▶ DIRECTION:
Restate every entry word for word.

▶ INPUT MATERIAL:
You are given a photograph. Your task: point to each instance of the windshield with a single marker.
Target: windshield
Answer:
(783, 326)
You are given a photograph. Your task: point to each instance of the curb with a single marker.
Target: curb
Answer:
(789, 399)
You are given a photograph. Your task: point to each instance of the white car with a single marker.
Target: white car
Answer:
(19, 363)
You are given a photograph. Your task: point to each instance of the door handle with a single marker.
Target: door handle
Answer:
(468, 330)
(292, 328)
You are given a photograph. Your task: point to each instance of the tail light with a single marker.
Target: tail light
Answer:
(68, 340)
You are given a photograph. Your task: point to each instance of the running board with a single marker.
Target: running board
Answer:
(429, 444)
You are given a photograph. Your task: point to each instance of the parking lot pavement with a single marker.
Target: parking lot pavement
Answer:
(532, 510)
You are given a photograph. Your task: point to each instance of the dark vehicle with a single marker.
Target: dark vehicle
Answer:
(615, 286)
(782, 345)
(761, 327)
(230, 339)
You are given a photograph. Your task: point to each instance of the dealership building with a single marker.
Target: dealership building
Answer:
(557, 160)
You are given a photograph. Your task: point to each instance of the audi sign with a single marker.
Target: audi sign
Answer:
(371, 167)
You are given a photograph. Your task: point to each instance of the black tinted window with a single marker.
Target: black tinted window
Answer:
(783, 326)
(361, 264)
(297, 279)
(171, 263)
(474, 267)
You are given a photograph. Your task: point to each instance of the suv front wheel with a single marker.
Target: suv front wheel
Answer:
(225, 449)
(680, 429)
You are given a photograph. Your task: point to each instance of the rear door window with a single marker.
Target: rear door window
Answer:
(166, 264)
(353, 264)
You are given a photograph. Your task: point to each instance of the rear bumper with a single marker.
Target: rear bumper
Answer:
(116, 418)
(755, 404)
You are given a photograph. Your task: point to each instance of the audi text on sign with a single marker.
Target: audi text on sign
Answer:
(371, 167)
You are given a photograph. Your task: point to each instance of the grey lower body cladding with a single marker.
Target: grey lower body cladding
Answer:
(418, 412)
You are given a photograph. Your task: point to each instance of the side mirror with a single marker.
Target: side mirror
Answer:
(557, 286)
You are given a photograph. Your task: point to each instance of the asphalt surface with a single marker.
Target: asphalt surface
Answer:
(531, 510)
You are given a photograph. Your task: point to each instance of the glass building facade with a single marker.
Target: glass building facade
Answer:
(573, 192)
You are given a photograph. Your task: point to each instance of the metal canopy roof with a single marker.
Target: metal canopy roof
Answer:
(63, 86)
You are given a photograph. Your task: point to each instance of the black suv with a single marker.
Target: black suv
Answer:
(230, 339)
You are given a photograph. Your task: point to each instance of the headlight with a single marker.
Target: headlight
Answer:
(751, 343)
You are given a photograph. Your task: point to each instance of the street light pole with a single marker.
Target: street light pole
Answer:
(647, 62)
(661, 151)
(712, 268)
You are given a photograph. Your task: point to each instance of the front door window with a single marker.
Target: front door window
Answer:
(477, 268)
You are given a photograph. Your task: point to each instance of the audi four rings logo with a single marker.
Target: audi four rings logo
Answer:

▶ FINAL ANSWER:
You are given a photograph. Your task: point to each instance of the windshield with a single marker.
Target: windshield
Answer:
(783, 326)
You are given a photograph. Your task: point to each instance of the curb with a single marker.
Target: curb
Answer:
(789, 399)
You are given a photograph. Your task: point to each instance of the white car with a single marker.
Target: white car
Answer:
(19, 363)
You are given a photograph. Your task: point to each instance of the door handle with a single marker.
Target: door handle
Answer:
(468, 330)
(292, 328)
You are given a photograph. Your task: point to each instance of the tail light with a single marker.
Target: tail light
Answer:
(68, 340)
You are given a photograph. Your task: point to each instance of the running board with a single marker.
Target: running board
Answer:
(429, 444)
You are given a photograph. Your task: point to each instance of the parking lot pavement with a single marker.
Target: parking lot pavement
Answer:
(532, 510)
You are given a photograph. Your task: point to each instance of the dark vehicle with a single marker.
Target: dark vehicle
Answer:
(615, 286)
(782, 345)
(761, 327)
(230, 339)
You are given a photograph. Your task: point to each instance of the dealership building with a single marker.
Target: dealership building
Answer:
(557, 160)
You are given a photograph. Your task: point to each instance of the audi sign with a single marker.
Target: audi sign
Answer:
(371, 167)
You are given a photograph. Your task: point to each instance of the black tinted window with a single marker.
Target: black tinted window
Answer:
(783, 326)
(361, 264)
(297, 279)
(171, 263)
(474, 267)
You are given a photograph. Your task: point to each instance of the suv front wheel with a single marker.
Target: suv front wheel
Answer:
(225, 449)
(680, 429)
You are given a photograph. Your task: point to each instance of the rear door window with a single marker.
Target: rear door window
Answer:
(166, 264)
(353, 264)
You are given a photograph. Your task: point to each instance of the rear bumper with a single marker.
Target: rear bumper
Answer:
(116, 418)
(755, 404)
You are given a photograph. Your task: point to each instance of the audi text on sign with a single marker.
Target: audi text on sign
Answer:
(371, 167)
You are given a photograph. Your task: point to each instance of the grey lower body cladding with a single marker.
Target: grey lower body cladding
Answer:
(418, 412)
You are given a photograph. Your task: point to each instance of the side mirror with a single marker.
Target: side mirror
Answer:
(557, 286)
You are given a photograph. Your task: point to each instance of the asphalt surface with a single marker.
Target: asphalt surface
Answer:
(531, 510)
You are given a photograph. Your task: point to each instance of the glass building facade with a single marker.
Target: glass building facade
Answer:
(573, 192)
You are given a photograph. Your task: point to each instance of the metal canopy roof with a single marker.
Target: metal canopy roof
Answer:
(63, 86)
You are given a photograph. Your task: point to each instance of the black suv with a single marker.
Target: black suv
Answer:
(230, 339)
You are given a photograph. Your task: point to each instance of the headlight with a single marker.
Target: headlight
Answer:
(751, 343)
You are given a photograph. Your task: point to each instance of the street light pole with a single marker.
Target: street light pole
Answer:
(647, 62)
(661, 151)
(712, 268)
You are given a photograph. Your task: point to each instance of the front door window with a single marker.
Target: front door window
Answer:
(477, 268)
You are given a photograph. Your task: point to each instance of the audi four rings logo with a single marker.
Target: audi four rings logo
Answer:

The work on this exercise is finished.